Without including any images, please transcribe all the lines below exactly.
▼
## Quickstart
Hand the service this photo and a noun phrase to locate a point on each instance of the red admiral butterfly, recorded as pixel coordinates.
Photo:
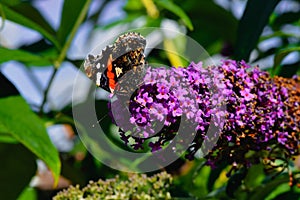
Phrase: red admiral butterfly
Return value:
(125, 56)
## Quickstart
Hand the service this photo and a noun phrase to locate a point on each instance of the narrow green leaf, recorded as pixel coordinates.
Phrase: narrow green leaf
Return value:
(5, 137)
(17, 168)
(254, 19)
(70, 13)
(23, 17)
(28, 129)
(22, 56)
(169, 5)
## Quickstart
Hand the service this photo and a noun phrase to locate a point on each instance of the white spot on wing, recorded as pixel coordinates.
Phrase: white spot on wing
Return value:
(98, 78)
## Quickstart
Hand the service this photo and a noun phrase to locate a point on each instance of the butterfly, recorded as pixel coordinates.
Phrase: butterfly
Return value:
(120, 67)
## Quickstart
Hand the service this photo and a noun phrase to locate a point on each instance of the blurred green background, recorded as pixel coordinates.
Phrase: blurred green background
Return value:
(43, 44)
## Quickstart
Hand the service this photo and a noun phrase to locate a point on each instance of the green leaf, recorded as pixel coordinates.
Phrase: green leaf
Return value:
(5, 137)
(264, 190)
(280, 56)
(283, 53)
(70, 13)
(28, 193)
(28, 16)
(22, 56)
(285, 18)
(254, 19)
(17, 168)
(169, 5)
(213, 24)
(18, 120)
(235, 181)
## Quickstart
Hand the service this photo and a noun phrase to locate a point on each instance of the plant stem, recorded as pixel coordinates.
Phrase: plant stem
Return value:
(67, 44)
(47, 91)
(61, 57)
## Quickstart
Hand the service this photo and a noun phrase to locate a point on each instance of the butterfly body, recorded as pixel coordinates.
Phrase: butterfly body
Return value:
(120, 67)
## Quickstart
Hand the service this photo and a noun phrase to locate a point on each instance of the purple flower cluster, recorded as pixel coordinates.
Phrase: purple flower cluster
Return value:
(248, 110)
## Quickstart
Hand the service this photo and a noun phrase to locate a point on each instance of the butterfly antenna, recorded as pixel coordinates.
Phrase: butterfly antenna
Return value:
(101, 119)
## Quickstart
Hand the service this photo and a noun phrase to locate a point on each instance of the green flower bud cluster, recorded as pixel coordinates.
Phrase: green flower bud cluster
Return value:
(137, 186)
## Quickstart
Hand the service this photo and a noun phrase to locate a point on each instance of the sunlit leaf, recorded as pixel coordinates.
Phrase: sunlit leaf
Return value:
(280, 56)
(169, 5)
(283, 53)
(254, 19)
(18, 166)
(22, 56)
(26, 15)
(262, 191)
(285, 18)
(235, 181)
(18, 120)
(212, 23)
(70, 13)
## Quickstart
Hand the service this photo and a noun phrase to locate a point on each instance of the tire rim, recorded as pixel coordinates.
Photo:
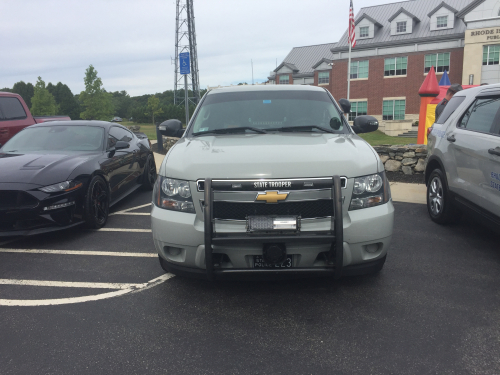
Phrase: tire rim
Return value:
(436, 196)
(99, 199)
(151, 172)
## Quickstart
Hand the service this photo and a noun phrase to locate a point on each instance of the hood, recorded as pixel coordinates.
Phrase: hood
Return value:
(38, 169)
(280, 155)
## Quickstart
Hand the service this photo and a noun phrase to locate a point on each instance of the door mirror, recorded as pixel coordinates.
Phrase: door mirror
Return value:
(171, 128)
(365, 124)
(345, 105)
(121, 145)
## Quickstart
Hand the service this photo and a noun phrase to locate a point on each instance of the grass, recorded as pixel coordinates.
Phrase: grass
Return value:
(378, 138)
(375, 138)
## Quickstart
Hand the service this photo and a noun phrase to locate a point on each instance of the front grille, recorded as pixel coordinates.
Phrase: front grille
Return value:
(10, 199)
(304, 209)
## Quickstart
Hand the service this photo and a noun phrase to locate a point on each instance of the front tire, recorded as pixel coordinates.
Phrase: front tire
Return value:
(439, 202)
(97, 203)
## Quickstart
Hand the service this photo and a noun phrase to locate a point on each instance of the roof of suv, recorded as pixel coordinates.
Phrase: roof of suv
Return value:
(266, 88)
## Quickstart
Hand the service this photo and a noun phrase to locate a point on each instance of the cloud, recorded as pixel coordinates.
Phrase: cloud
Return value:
(131, 43)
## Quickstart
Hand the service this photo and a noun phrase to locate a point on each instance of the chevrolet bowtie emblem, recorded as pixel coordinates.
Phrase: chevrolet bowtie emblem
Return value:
(271, 196)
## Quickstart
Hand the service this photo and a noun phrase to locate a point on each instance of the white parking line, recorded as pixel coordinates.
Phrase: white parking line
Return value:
(80, 252)
(63, 301)
(129, 209)
(123, 230)
(70, 284)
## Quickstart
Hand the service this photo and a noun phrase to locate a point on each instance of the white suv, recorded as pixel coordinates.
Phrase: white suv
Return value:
(463, 162)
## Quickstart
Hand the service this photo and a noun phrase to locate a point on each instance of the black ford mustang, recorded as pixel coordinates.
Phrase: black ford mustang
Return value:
(59, 174)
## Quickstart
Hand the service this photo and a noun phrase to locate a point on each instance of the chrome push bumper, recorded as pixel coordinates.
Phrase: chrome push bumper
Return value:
(334, 237)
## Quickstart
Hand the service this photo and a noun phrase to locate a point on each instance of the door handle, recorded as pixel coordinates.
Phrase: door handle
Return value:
(494, 151)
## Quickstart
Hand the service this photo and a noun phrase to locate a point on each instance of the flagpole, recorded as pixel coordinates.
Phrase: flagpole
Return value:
(349, 73)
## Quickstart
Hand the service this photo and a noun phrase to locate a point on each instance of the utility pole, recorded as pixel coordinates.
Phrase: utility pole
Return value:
(185, 41)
▲
**Reply**
## Quickstart
Hand the service this photo and a noun phrase to locate a point on each instance of the red admiral butterfly, recorded as pixel coordinates.
Photo:
Phrase: red admiral butterfly
Return value:
(125, 56)
## Quickstart
Hand the service this photo and a noun phrase to locate a point on each instance of the narrow green leaf, recorded as pixel coordinates.
Phrase: narrow green leaf
Return value:
(5, 137)
(17, 168)
(254, 19)
(70, 13)
(23, 17)
(28, 129)
(22, 56)
(169, 5)
## Quickstart
Hand the service this photo and a noun phrase to locate a point on each instance of the white spot on wing, recorded as pixel coordinates.
Phrase: white spot on wing
Return value:
(98, 78)
## Quickstart
Hand the service this photo and a noun phrase to locate a point on each instance of the butterfly, recorded as pixel coordinates.
Phrase: butterfly
Return value:
(120, 67)
## Quickstart
Hand the service this photo and a noun phrase to locate a point on each instance of the blurred green background, recorded as pixel coordinates.
Phrase: blurred green background
Return value:
(43, 44)
## Quickstart
Hand the service this photo and a noun phrase to locate a point on each instance of the green leaf, recorded as pixel coordinates.
Phrase: green leaf
Return value:
(5, 137)
(264, 190)
(280, 56)
(283, 53)
(70, 13)
(28, 193)
(28, 16)
(22, 56)
(285, 18)
(254, 19)
(17, 168)
(169, 5)
(213, 24)
(18, 120)
(235, 181)
## Quickstart
Hand the service this photo and a noun phrase to locate a point on each instance of the plant stem, recorded as pixel coordinates.
Phrase: plant stem
Return value:
(67, 44)
(47, 91)
(61, 57)
## Quickstart
Hand the service this photo and a noun phrase to locate a point on each instance of the butterfly body, recorded as pixel coordinates.
Phrase: butterfly body
Return value:
(120, 67)
## Quickstart
Hand the service this photo and a noun phrase to locate a point on each instance of the purple flower cluster, recorded as pixel coordinates.
Phrase: purple flower cluster
Return value:
(248, 110)
## Quickstart
Hand the service this photo and a noun phrase to locate a point on each instance of the butterfly antenna, recorded as pixel coordinates.
Phrase: butterfly antenna
Return value:
(101, 119)
## Quickstart
Hand the service this photo and a noun phrase to locate a point on each instance of the green flower bud cluster, recorded as pixel coordinates.
Phrase: green flower bud cluster
Return value:
(137, 186)
## Quickstart
Hand the service this photo and a noun phrase to locate a point on each instance of the sunlit leaf, recorded as pixel coordinates.
Phrase: sunlit leaf
Return value:
(280, 56)
(169, 5)
(283, 53)
(254, 19)
(18, 166)
(22, 56)
(26, 15)
(262, 191)
(285, 18)
(235, 181)
(18, 120)
(212, 23)
(70, 13)
## Quickstart
Hand the service this photo and a noun phrase to locate a point on each instance of the tire rim, recorded as pixel coordinates.
Photo:
Phrase: tire rim
Return value:
(436, 196)
(99, 199)
(151, 172)
## Quickstart
Hand the service this photo and a noun phrase to locate a point on each instance of the hood, recorded as pixel coordinates.
Phrase: hood
Return value:
(38, 169)
(280, 155)
## Quickstart
Hand the service this photo and a noun phrase to locate a point on each instance of the door mirror, recorded as pixel coordinates.
Phrase: door mirror
Return value:
(171, 128)
(365, 124)
(345, 105)
(121, 145)
## Quickstart
Hand the service this photo and a noun phrase to locate a point on each instance of the grass, recorded as pixel coordinates.
Phrase: grass
Return value:
(378, 138)
(375, 138)
## Quickstart
Hand the service this photo and a noun phrase to locate a point on each instance of the front grille, recorded as pixel coordinates.
Phrase: front grille
Return value:
(10, 199)
(304, 209)
## Quickstart
Hand the service this photo and a noun phrase to locate a point on each instance of the front tire, recorded as pixel coordinates.
Phrase: front tire
Return value:
(439, 202)
(97, 203)
## Quickstart
Hand the service this photo and a noun phrase to locate a point on each instance of the roof of suv, recorded as pixel coordinates.
Phrase: roof of suv
Return value:
(266, 88)
## Quickstart
Hand the service this photo and a noun phrase to locate a point on each instance of the cloud, recorded as pixel coordinates.
Phrase: cloud
Return value:
(131, 43)
## Quickstart
Hand the service this photo and a noun phrase to locate a point on each instance of the chevrolet bowtie emblem, recorded as pixel coordinates.
Phrase: chevrolet bowtie emblem
Return value:
(271, 196)
## Quickstart
Hand the service this photo and a noun phrase to locate a point on each instance of the white parking line, recorded as pixel coordinates.
Phrase: white parking line
Return value:
(80, 252)
(63, 301)
(129, 209)
(123, 230)
(70, 284)
## Quickstart
Hand the service this photo and a noun phrase to locate a point on each instance of the white suv, recorded as pixel coordinates.
Phrase: white suv
Return value:
(463, 162)
## Quickstart
Hand the service this photo and a noun phrase to locate a point on each instance of the black ford mustang, recorded as pixel coordinates.
Phrase: black ford mustang
Return value:
(59, 174)
## Quickstart
Hand the service this photo and a noun phrase to locate a point on each instance of the chrome push bumper, recorded as pixel coordinates.
Phrase: chrome push bumper
Return value:
(334, 237)
## Quickstart
Hand the service this photo and a noun phrase to locate a point on each instance of the door handle, recorded as pixel coordinates.
Phrase: door handle
Return value:
(494, 151)
## Quickstart
Hand the service this photo and a noun phrase to locate a point on each instance of the flagpole, recorded as pixel coordinates.
Phrase: flagpole
Return value:
(349, 73)
## Quickstart
Hand the service this photo and a noun phrase to locate a point on each instance of the utility pole, recorded as pixel coordinates.
Phrase: utility pole
Return value:
(185, 41)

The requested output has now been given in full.